§ Estratto da leggere:
Homemade – La quarantena di Paolo Sorrentino su Netflix
L’episodio diretto dal regista italiano per la serie Homemade su Netflix, dedicata alla quarantena di diversi autori: ma il suo non è sempre stato un cinema di esilio?
Da qualche giorno su Netflix si trova Homemade, una serie ideata da Pablo Larrain che mette insieme diciassette brevi episodi girati durante la quarantena da diversi registi di tutto il mondo. Ce n’è uno diretto proprio da Larrain — molto divertente — che si intitola Last Call. C’è Ladj Ly alle prese ancora una volta con i suoi droni miracolosi e Kristen Stewart in preda alla paranoia nel suo appartamento di Los Angeles. E poi David Mackanzie, Naomi Kawase, Ana Lily Amirpour. E, da Roma, il nostro Paolo Sorrentino.

§ Lavoro richiesto:
1. Secondo l'estratto su Homemade, quanti brevi episodi riunisce la serie?
2. Copia alla lettera l'estratto su Homemade, partendo da "Homemade – La" e proseguendo fino a "nostro Paolo Sorrentino.".
3. Scrivi la parte successiva dell'articolo su Homemade di Netflix, a partire dall'ultima frase riportata.
Le righe riportate di seguito costituiscono materiale a sé, distinto dall'estratto.

§ Dati forniti:
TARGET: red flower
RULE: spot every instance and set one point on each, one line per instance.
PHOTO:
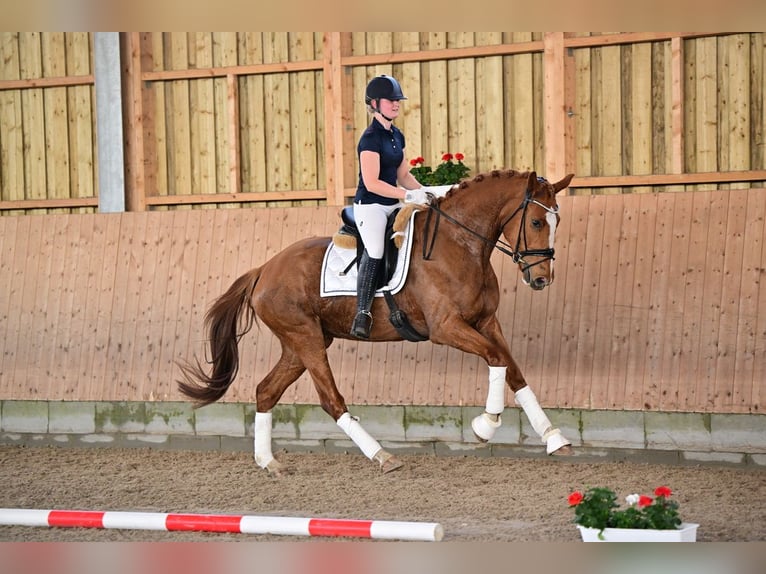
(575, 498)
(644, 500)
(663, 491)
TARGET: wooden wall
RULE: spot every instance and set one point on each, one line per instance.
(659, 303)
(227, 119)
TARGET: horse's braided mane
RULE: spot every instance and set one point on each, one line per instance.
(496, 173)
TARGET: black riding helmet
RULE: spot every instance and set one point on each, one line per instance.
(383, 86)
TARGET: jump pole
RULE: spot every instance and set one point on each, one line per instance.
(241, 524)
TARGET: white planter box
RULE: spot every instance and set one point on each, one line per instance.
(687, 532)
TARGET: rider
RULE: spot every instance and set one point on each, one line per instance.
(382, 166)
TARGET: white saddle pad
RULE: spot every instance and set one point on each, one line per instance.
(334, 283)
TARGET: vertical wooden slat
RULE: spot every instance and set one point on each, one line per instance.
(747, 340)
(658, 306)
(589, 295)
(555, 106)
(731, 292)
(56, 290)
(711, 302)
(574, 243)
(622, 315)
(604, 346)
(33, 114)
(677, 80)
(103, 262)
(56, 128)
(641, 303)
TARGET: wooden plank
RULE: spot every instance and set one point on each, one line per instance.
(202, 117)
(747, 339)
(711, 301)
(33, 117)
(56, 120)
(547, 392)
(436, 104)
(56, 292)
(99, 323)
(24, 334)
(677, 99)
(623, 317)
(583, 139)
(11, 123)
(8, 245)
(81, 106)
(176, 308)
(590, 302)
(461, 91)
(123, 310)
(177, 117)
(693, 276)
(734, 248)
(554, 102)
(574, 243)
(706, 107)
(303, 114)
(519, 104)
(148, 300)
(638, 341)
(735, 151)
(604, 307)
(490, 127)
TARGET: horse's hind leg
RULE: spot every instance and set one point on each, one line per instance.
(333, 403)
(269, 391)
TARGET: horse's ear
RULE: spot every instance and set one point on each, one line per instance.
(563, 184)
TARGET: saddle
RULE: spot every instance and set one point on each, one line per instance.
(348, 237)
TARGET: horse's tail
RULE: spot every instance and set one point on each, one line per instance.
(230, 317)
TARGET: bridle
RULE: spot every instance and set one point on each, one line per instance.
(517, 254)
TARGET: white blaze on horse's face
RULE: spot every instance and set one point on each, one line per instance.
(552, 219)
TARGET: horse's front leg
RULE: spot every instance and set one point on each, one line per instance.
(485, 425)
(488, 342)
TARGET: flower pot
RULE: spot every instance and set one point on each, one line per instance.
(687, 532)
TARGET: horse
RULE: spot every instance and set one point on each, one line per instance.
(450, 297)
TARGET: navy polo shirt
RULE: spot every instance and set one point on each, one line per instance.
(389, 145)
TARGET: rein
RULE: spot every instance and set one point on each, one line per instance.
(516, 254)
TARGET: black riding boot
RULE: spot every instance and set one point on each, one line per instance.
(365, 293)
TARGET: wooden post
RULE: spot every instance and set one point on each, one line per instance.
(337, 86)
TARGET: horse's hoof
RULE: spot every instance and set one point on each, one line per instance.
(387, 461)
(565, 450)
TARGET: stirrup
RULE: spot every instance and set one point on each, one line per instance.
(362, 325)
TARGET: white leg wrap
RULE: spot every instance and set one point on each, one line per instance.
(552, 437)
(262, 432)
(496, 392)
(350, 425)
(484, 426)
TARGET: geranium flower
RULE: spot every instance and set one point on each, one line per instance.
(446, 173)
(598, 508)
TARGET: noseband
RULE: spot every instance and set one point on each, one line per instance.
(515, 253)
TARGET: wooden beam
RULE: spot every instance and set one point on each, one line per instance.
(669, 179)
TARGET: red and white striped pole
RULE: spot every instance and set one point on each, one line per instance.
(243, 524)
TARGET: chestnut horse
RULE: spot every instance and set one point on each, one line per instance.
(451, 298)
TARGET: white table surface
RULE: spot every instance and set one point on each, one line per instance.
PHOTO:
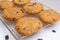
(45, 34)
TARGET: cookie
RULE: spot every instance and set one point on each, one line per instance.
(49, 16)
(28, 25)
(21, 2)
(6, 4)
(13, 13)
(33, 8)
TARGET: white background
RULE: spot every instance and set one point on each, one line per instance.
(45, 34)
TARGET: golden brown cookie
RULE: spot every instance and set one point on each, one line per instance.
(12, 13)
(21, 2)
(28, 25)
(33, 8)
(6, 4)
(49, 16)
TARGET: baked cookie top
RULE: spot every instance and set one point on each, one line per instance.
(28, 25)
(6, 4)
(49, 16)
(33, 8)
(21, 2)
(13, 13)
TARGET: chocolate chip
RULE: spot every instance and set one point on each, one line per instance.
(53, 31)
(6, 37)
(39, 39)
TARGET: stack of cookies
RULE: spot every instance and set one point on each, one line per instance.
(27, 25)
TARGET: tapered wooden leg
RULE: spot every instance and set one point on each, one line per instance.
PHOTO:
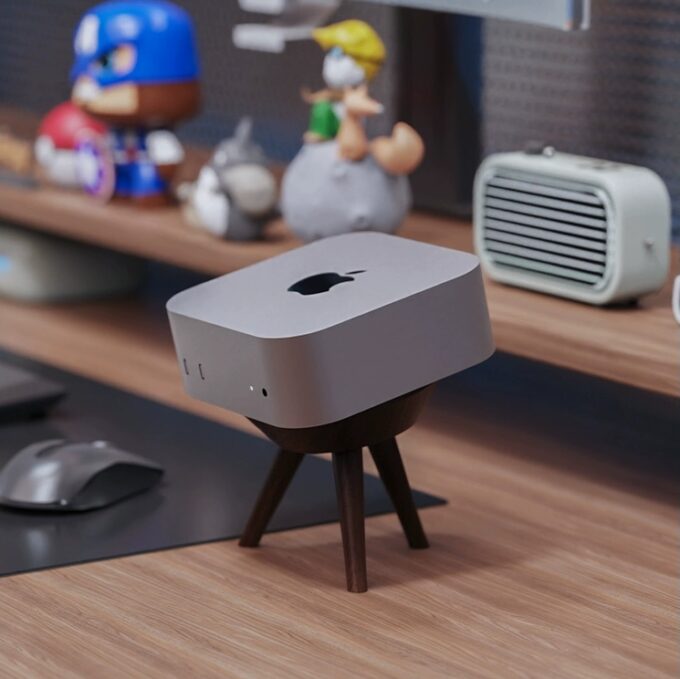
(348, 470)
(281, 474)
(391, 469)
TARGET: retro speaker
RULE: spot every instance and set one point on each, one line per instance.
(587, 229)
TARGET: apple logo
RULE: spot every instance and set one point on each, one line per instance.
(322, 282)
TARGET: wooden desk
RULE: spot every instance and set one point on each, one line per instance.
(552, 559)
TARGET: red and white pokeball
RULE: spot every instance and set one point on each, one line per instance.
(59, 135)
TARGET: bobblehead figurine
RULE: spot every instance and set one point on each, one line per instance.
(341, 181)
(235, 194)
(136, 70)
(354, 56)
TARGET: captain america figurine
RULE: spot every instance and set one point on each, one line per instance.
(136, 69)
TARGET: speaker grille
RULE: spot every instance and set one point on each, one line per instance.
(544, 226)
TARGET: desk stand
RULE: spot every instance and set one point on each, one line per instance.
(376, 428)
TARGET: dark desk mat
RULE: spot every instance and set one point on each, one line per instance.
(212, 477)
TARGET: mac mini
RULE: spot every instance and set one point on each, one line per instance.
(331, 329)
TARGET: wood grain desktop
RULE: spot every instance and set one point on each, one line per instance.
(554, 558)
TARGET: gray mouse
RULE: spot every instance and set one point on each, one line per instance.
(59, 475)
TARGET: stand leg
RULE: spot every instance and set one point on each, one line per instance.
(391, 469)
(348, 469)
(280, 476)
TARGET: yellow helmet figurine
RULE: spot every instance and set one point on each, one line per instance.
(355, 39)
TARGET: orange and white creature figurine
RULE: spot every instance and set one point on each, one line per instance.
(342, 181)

==

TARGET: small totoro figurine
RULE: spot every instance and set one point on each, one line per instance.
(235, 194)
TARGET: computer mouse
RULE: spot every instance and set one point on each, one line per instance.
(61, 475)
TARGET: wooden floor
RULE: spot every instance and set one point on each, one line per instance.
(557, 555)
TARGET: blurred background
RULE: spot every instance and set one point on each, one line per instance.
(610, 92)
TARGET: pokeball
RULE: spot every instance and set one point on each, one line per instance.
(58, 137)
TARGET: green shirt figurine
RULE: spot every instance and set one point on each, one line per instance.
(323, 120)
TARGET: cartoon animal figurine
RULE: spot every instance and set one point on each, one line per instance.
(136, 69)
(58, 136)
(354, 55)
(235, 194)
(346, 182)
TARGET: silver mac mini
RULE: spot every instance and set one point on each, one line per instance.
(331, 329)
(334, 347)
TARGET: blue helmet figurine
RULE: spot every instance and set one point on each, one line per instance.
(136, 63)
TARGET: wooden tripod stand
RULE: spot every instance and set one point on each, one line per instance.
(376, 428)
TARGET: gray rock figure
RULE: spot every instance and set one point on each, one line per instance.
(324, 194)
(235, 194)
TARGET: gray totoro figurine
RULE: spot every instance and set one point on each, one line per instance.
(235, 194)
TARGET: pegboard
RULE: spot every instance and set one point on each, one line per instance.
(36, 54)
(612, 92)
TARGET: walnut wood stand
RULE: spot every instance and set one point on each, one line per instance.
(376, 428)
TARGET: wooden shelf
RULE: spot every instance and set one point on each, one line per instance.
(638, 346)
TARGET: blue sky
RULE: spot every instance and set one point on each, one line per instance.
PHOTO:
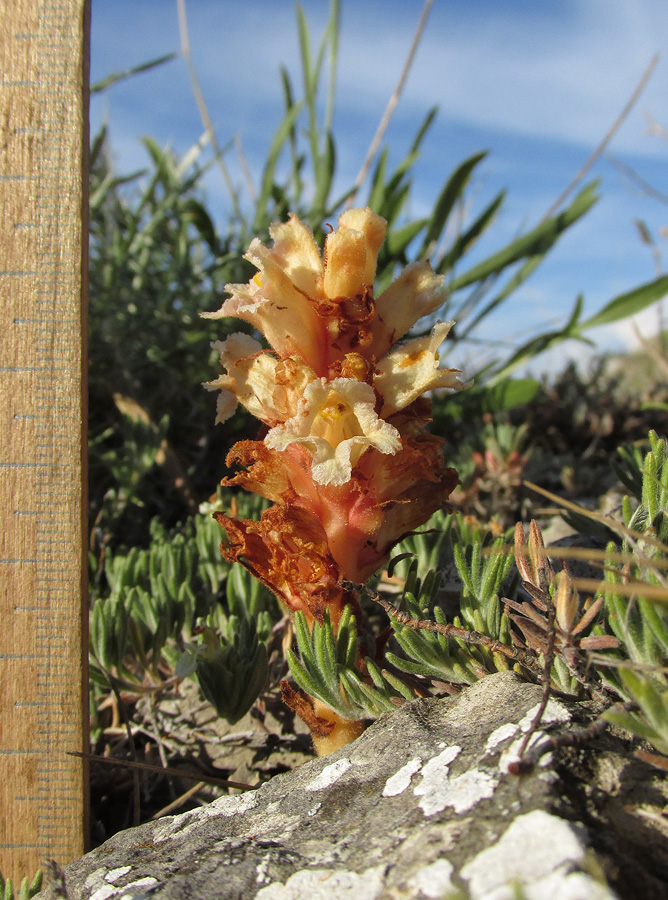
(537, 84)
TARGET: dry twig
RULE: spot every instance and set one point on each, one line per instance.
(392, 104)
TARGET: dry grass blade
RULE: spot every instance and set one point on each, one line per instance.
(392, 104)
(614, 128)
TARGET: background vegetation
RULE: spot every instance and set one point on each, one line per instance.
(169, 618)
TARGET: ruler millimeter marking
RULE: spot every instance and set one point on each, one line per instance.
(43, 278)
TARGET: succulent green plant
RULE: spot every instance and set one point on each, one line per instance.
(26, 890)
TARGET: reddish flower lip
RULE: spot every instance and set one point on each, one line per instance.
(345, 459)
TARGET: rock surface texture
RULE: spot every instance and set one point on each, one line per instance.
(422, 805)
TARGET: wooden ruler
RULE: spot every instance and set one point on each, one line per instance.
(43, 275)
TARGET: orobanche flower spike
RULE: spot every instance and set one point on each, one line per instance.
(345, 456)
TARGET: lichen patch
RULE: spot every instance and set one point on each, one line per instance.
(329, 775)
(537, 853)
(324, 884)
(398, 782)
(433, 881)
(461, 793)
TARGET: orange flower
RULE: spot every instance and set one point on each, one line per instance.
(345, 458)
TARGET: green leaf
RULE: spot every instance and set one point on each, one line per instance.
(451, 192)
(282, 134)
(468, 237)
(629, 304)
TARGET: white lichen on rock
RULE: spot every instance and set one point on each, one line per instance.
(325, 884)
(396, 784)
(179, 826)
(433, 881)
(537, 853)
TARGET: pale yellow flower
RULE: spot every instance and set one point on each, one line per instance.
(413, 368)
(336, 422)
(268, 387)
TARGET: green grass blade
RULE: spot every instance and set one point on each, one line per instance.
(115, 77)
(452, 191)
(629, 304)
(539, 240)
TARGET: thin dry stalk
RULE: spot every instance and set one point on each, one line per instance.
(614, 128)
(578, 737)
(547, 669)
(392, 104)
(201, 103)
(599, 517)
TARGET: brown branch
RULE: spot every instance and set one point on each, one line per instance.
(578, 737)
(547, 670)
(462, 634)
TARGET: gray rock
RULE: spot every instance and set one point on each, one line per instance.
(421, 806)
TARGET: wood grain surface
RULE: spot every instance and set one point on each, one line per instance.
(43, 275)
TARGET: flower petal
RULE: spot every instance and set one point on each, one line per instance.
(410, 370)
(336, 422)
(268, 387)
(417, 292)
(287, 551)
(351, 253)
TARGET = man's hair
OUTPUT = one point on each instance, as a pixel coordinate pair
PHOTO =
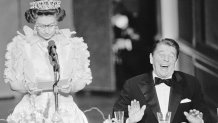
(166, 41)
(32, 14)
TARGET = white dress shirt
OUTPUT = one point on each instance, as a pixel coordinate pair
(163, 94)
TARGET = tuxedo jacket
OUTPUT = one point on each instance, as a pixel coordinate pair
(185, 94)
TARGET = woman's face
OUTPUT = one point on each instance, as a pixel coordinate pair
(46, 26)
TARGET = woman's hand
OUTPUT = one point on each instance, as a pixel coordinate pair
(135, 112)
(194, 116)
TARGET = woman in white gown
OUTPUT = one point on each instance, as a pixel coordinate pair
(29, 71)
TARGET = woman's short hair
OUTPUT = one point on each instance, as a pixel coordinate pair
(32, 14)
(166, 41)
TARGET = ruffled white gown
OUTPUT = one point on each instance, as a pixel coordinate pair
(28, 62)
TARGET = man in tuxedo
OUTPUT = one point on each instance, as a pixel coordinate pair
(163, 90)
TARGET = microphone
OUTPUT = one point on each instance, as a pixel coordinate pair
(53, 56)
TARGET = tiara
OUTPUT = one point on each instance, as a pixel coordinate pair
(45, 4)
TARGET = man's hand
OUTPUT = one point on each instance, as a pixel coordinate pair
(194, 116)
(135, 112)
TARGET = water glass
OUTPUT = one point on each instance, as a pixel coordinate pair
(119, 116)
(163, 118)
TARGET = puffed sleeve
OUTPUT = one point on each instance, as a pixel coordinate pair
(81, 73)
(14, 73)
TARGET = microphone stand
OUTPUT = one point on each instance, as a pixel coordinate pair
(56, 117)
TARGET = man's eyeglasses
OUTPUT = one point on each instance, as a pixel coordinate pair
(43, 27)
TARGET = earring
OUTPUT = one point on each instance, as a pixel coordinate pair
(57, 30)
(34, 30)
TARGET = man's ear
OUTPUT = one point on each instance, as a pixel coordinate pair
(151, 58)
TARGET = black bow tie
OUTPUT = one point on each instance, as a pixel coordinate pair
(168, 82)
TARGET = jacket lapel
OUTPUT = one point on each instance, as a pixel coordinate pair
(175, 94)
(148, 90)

==

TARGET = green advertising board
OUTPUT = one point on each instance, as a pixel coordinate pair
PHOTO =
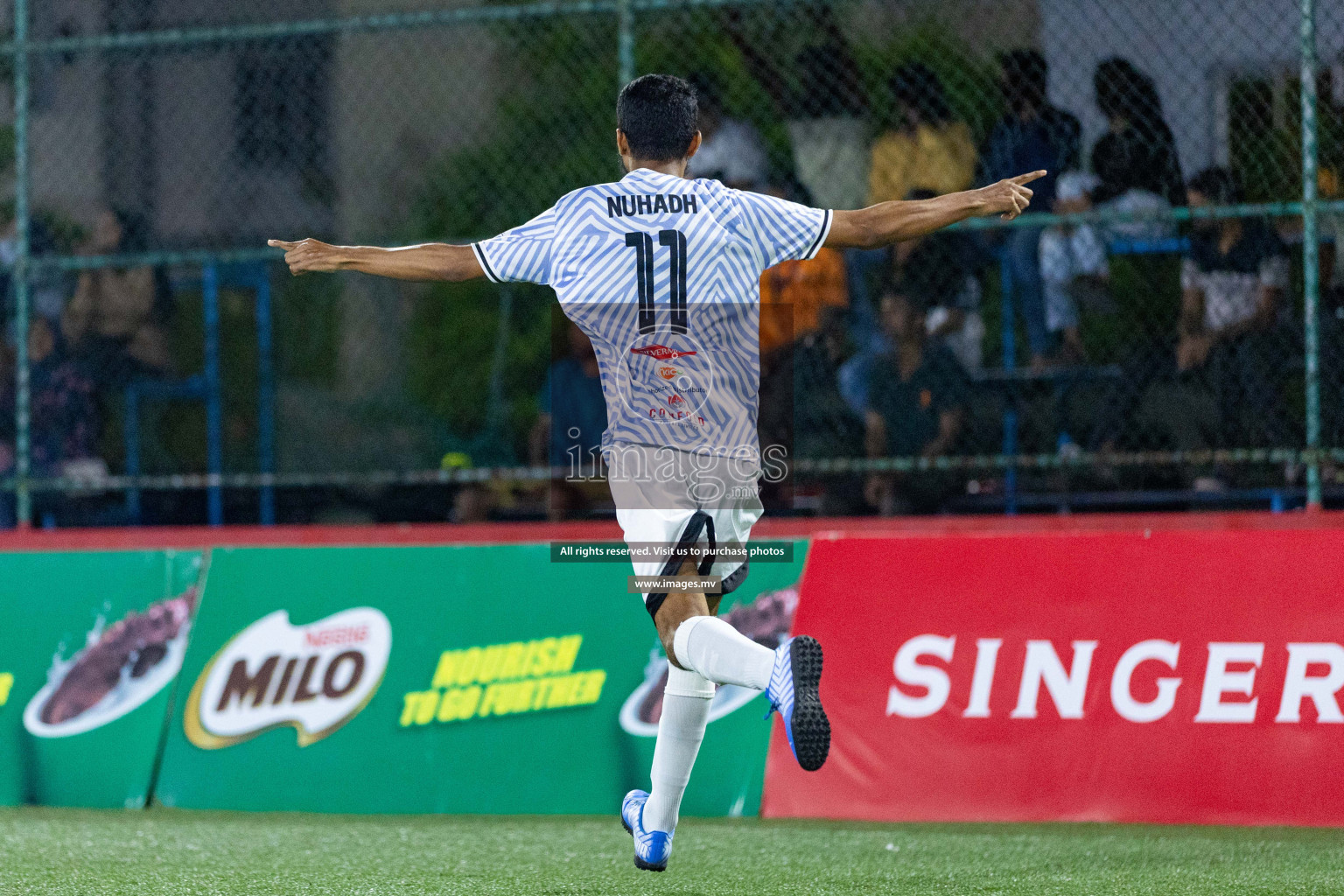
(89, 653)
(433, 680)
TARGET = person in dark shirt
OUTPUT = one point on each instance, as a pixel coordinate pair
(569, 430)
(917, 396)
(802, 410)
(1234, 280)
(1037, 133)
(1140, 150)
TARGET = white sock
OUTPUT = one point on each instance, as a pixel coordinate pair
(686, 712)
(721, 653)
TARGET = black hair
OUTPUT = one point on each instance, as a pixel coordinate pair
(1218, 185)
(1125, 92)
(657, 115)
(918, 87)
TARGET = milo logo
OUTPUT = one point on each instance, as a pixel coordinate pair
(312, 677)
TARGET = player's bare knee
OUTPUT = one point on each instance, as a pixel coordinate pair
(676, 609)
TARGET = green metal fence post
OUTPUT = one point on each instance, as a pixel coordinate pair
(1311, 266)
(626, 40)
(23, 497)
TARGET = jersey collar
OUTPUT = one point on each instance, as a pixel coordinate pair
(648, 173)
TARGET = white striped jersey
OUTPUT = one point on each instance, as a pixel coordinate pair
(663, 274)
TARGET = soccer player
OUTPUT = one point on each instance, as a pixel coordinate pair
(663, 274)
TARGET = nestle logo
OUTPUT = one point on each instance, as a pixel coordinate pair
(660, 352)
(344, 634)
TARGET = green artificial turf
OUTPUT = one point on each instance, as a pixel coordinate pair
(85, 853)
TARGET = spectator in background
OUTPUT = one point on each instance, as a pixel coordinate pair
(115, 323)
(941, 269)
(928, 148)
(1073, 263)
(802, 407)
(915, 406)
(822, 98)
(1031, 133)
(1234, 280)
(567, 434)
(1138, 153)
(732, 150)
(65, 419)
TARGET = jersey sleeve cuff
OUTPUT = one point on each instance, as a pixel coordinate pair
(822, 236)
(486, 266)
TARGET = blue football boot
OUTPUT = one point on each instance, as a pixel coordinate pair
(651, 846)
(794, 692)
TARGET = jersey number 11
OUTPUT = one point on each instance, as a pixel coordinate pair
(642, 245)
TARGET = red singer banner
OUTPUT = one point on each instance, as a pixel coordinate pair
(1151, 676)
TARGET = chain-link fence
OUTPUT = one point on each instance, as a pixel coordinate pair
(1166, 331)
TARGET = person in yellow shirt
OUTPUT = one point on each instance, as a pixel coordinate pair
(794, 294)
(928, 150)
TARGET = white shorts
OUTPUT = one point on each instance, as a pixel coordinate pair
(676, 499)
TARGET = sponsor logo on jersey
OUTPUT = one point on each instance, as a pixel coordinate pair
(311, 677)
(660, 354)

§ Risposte ai compiti:
1. Diciassette.

2.
Homemade – La quarantena di Paolo Sorrentino su Netflix
L’episodio diretto dal regista italiano per la serie Homemade su Netflix, dedicata alla quarantena di diversi autori: ma il suo non è sempre stato un cinema di esilio?
Da qualche giorno su Netflix si trova Homemade, una serie ideata da Pablo Larrain che mette insieme diciassette brevi episodi girati durante la quarantena da diversi registi di tutto il mondo. Ce n’è uno diretto proprio da Larrain — molto divertente — che si intitola Last Call. C’è Ladj Ly alle prese ancora una volta con i suoi droni miracolosi e Kristen Stewart in preda alla paranoia nel suo appartamento di Los Angeles. E poi David Mackanzie, Naomi Kawase, Ana Lily Amirpour. E, da Roma, il nostro Paolo Sorrentino.

3.
Partiamo da un fatto. La quarantena di Sorrentino non è così diversa dal cinema di Sorrentino. Mentre molti suoi colleghi ricorrono all’escamotage delle chat, del video-diario, del racconto in prima persona, il regista italiano non ci pensa minimamente a deviare dal suo percorso collaudato fatto di maschere, aforismi e personaggi pubblici. Sorrentino è Sorrentino, con o senza Covid-19. Anzi qui addirittura il meccanismo del suo cinema, il suo artificio, è messo a nudo. Scarnificato. Ridotto all’essenza, all’immobilità, all’evidenza del palcoscenico, alla bulimia di battute (“L’insicurezza è un lusso che non mi sono mai potuta concedere”, “La regina d’Inghilterra non sa fare un tè?”).
Per questo suo cortometraggio Sorrentino non ha nemmeno (più) bisogno di attori. Gli bastano i pupazzi. Il papa e la regina Elisabetta sono i protagonisti, con quest’ultima rimasta prigioniera in Vaticano dopo l’esplosione della pandemia. Poi brevi comparsate del “drugo” Lebowski e di Maradona, irrinunciabile come l’inclinazione per il grottesco e le citazioni dell’amato Céline (Voyage au bout de la nuit è il titolo che compare alla fine del corto).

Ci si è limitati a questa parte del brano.